▶ [PROBLEM]:
The listing is to be printed word for word, pictures omitted.

▶ [DATA PROVIDED]:

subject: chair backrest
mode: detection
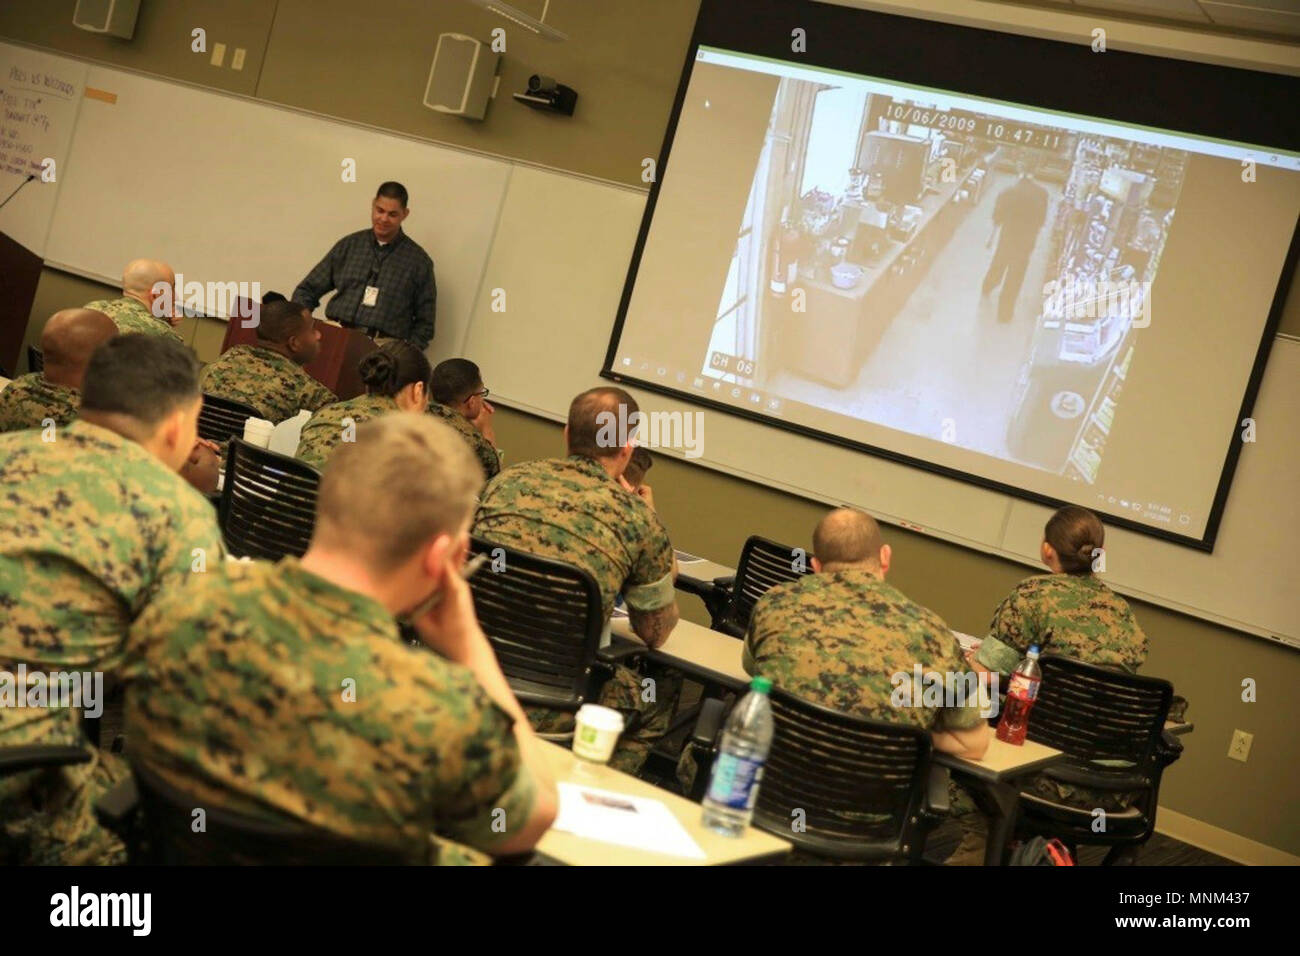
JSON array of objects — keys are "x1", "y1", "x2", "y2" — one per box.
[
  {"x1": 753, "y1": 687, "x2": 933, "y2": 862},
  {"x1": 27, "y1": 345, "x2": 43, "y2": 374},
  {"x1": 130, "y1": 761, "x2": 419, "y2": 865},
  {"x1": 467, "y1": 536, "x2": 605, "y2": 711},
  {"x1": 198, "y1": 392, "x2": 262, "y2": 444},
  {"x1": 219, "y1": 438, "x2": 321, "y2": 560},
  {"x1": 1029, "y1": 654, "x2": 1172, "y2": 773},
  {"x1": 720, "y1": 535, "x2": 813, "y2": 635}
]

▶ [EXERCISE RESULT]:
subject: chair backrest
mode: detection
JSON array of objects — keys are "x1", "y1", "x2", "y2" — one per box.
[
  {"x1": 753, "y1": 687, "x2": 933, "y2": 862},
  {"x1": 27, "y1": 345, "x2": 43, "y2": 374},
  {"x1": 130, "y1": 761, "x2": 419, "y2": 865},
  {"x1": 467, "y1": 536, "x2": 605, "y2": 711},
  {"x1": 198, "y1": 392, "x2": 262, "y2": 444},
  {"x1": 219, "y1": 438, "x2": 321, "y2": 560},
  {"x1": 1029, "y1": 654, "x2": 1172, "y2": 773},
  {"x1": 720, "y1": 535, "x2": 813, "y2": 635}
]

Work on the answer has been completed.